== What the task asks ==
Below is a block of entries; repeat exactly the lines starting at the line that contains "Phrase -- red-tinged bud" and ending at the line that contains "Phrase -- hairy flower bud", both included.
[Source records — start]
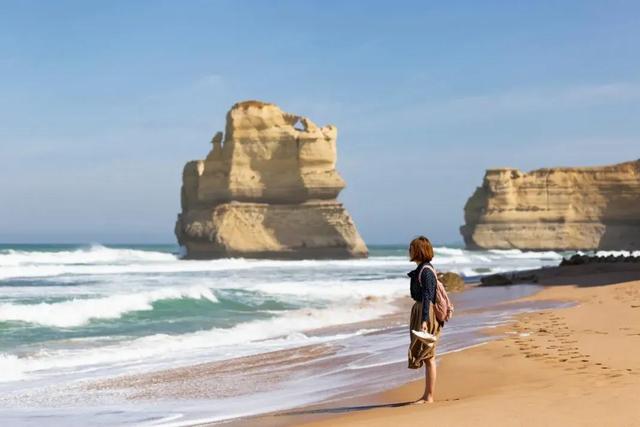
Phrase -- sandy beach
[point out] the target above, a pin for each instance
(570, 366)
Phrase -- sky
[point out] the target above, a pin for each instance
(102, 103)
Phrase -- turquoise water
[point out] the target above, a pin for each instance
(72, 314)
(107, 306)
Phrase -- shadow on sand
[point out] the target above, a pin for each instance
(344, 409)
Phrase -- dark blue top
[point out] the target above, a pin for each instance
(428, 286)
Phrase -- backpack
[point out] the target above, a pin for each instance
(443, 309)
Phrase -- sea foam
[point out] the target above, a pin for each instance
(78, 312)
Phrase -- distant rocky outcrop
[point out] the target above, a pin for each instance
(557, 208)
(268, 188)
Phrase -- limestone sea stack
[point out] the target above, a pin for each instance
(267, 189)
(583, 208)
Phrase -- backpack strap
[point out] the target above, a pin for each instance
(425, 265)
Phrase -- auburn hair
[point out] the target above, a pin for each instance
(420, 250)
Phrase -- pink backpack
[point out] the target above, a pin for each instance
(443, 308)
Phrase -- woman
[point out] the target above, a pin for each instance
(422, 315)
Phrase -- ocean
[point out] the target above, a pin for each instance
(76, 315)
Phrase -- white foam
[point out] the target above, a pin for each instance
(159, 350)
(78, 312)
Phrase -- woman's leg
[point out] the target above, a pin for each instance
(430, 379)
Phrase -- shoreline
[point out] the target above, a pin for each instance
(575, 363)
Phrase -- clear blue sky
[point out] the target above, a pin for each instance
(102, 103)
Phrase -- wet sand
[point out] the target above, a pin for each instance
(570, 366)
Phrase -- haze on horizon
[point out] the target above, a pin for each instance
(103, 103)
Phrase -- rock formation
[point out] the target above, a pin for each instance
(556, 208)
(267, 189)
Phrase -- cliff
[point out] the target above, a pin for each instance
(268, 188)
(556, 208)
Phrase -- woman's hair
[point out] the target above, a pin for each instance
(420, 249)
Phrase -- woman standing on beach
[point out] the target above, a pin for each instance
(423, 314)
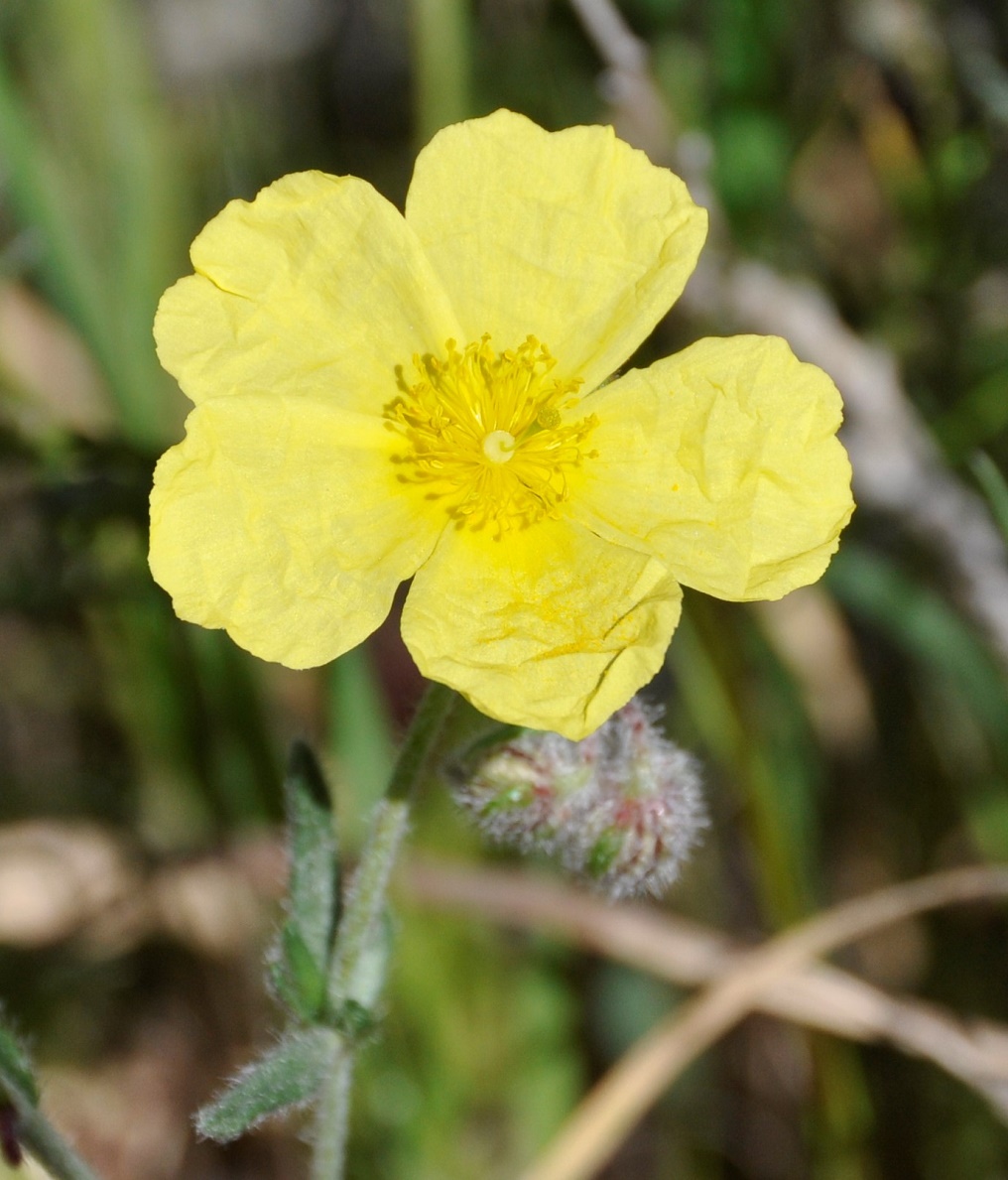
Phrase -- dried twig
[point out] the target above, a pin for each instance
(615, 1105)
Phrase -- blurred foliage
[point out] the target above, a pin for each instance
(854, 734)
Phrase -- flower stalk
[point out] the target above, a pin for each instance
(360, 929)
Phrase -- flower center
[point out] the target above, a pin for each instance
(490, 435)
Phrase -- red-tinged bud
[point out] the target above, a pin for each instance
(621, 809)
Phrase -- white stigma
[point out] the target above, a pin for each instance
(498, 447)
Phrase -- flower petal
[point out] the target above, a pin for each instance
(280, 519)
(723, 461)
(316, 287)
(571, 236)
(549, 626)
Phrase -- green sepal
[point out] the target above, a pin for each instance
(286, 1078)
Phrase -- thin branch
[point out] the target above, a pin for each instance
(687, 954)
(601, 1122)
(897, 466)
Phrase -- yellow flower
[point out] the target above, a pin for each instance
(383, 397)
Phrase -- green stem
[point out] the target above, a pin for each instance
(42, 1140)
(331, 1115)
(364, 909)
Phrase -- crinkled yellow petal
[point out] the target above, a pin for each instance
(316, 287)
(723, 461)
(549, 626)
(571, 236)
(280, 519)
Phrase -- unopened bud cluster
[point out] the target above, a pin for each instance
(621, 809)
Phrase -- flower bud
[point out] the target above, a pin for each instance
(621, 809)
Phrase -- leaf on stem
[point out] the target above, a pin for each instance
(286, 1078)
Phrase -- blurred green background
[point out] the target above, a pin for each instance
(852, 735)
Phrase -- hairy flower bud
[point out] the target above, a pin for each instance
(621, 809)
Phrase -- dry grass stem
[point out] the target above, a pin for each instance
(601, 1122)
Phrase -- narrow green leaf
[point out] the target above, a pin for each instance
(315, 884)
(286, 1078)
(305, 984)
(994, 486)
(17, 1079)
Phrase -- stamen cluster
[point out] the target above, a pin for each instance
(490, 433)
(621, 809)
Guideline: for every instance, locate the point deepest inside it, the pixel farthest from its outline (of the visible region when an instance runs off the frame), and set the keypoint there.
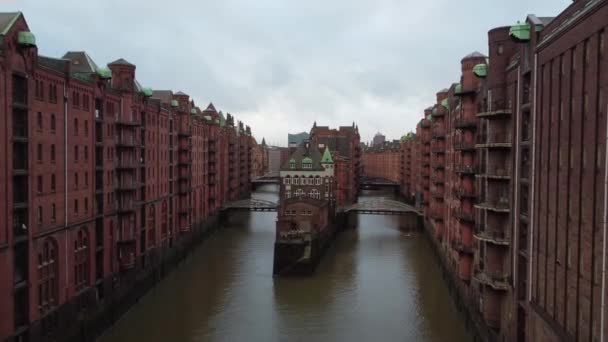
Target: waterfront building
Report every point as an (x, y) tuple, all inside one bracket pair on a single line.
[(306, 210), (523, 204), (345, 144), (103, 180)]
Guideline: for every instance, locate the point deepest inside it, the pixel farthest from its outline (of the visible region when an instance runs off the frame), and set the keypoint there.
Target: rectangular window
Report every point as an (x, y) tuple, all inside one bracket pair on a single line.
[(39, 186)]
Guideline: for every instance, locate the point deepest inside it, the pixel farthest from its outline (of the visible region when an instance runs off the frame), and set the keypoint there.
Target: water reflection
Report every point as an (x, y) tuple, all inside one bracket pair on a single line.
[(375, 283)]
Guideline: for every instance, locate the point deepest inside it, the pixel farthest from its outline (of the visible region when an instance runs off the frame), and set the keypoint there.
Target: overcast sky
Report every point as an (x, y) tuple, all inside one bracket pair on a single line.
[(279, 65)]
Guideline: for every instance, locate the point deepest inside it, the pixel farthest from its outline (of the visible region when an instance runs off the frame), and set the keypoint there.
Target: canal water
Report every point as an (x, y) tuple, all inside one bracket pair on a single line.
[(377, 282)]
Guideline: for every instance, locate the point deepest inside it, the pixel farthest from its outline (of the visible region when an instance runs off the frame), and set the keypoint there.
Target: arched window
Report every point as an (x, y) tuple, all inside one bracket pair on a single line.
[(81, 260), (47, 276)]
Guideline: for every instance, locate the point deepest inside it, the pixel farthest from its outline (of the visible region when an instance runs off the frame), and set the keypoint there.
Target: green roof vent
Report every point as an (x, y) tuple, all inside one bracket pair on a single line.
[(26, 38), (445, 103), (147, 92), (104, 73), (481, 70), (520, 31)]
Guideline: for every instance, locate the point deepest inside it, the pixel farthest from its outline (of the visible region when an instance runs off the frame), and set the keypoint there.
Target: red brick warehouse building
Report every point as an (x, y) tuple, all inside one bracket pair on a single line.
[(510, 165), (101, 181)]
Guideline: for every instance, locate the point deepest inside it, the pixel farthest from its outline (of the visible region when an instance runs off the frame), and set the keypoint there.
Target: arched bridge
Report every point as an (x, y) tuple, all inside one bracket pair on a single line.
[(370, 182), (269, 178), (251, 204), (381, 206)]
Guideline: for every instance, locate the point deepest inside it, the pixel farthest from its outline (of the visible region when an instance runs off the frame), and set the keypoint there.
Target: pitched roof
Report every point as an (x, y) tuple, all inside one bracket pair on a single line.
[(306, 150), (80, 62), (7, 20), (121, 61), (475, 54), (165, 96), (211, 107)]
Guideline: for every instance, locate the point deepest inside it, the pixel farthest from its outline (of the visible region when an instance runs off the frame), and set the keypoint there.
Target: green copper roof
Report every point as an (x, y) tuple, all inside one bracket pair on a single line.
[(26, 38), (445, 103), (520, 31), (147, 92), (458, 88), (327, 159), (480, 70), (104, 73)]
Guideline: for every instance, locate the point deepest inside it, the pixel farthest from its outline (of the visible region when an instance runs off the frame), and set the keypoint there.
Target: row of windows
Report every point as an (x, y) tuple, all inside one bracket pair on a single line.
[(40, 211), (295, 212), (39, 91), (304, 181), (314, 193), (39, 153)]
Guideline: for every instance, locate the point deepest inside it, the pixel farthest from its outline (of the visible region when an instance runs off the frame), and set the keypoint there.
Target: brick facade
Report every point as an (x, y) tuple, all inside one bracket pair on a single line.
[(100, 178)]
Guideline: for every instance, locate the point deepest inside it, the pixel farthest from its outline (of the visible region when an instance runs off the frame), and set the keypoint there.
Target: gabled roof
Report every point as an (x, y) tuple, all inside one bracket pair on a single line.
[(121, 61), (306, 151), (80, 62), (165, 96), (327, 157), (7, 20), (210, 108)]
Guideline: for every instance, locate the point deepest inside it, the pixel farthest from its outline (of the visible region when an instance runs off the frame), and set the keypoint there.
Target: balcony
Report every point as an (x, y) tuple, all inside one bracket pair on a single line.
[(464, 146), (498, 206), (436, 215), (463, 193), (494, 140), (462, 247), (126, 142), (126, 165), (128, 185), (498, 282), (437, 192), (496, 237), (464, 216), (466, 123), (463, 169), (128, 122)]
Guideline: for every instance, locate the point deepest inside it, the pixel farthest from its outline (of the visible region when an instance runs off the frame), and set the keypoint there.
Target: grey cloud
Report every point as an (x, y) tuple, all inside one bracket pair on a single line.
[(279, 65)]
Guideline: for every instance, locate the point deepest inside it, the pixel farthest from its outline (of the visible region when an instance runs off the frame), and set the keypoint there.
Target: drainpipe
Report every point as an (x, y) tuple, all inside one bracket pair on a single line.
[(65, 181), (516, 190), (602, 307), (532, 210)]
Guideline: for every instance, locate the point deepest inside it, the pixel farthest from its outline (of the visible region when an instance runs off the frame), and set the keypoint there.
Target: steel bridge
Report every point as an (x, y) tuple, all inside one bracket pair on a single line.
[(251, 204), (370, 182), (381, 206), (269, 178)]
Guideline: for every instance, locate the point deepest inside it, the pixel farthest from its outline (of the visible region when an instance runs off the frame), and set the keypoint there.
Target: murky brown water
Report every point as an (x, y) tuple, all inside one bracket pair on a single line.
[(375, 283)]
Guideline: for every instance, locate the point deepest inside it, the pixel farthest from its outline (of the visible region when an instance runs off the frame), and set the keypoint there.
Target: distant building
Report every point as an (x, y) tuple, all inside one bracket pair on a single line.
[(296, 139), (379, 139)]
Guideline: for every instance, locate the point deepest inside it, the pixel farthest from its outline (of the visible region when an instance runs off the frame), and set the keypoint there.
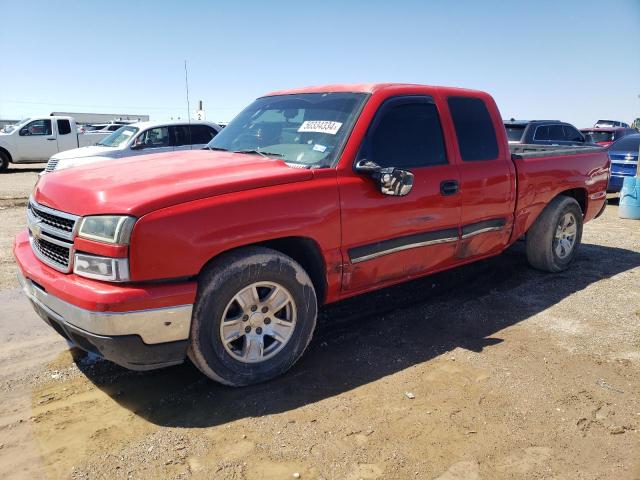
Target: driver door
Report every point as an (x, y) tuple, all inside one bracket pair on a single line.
[(390, 238), (153, 140), (37, 141)]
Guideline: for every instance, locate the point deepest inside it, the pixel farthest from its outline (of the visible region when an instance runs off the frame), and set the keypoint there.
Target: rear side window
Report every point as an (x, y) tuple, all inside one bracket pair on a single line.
[(556, 132), (474, 129), (571, 134), (407, 135), (192, 134), (64, 127), (542, 133)]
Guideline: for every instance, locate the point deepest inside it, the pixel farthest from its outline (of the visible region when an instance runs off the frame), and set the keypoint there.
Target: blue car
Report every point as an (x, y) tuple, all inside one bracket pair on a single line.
[(624, 160)]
[Source records — finish]
== Result ==
Phrase -- red-tinged bud
[point out] the target above, a pin for each instance
(621, 809)
Phrase -- white stigma
[point out] the target above, a pin for each instance
(498, 447)
Phrase -- flower petal
[point out] the target above, a pin for each instance
(280, 519)
(723, 461)
(316, 287)
(571, 236)
(549, 626)
Phrase -- green sepal
[point out] the target above, a pin for each instance
(286, 1078)
Phrase -- thin branch
[point out] the target above, a pin for each instance
(687, 954)
(601, 1122)
(897, 466)
Phrase -- yellow flower
[point out] the target above, a pin for each instance
(383, 397)
Phrase -- green stem
[point out] the target above, a pin for each instance
(42, 1140)
(331, 1115)
(364, 909)
Phrase -- crinkled yellow petal
[point out] the target above, a pin for each instance
(316, 287)
(723, 461)
(549, 626)
(571, 236)
(280, 519)
Phrase -- unopened bud cluster
[point out] the target above, a pin for each instance
(621, 809)
Phrase -- flower bud
[point out] the target above, a pin for each instance
(621, 809)
Phrase -- leaf on stem
[point out] the target above, a pin for each instance
(286, 1078)
Phrase -- blurred green background
[point out] the target above, a pin for each instance
(852, 735)
Phrase -- hairy flower bud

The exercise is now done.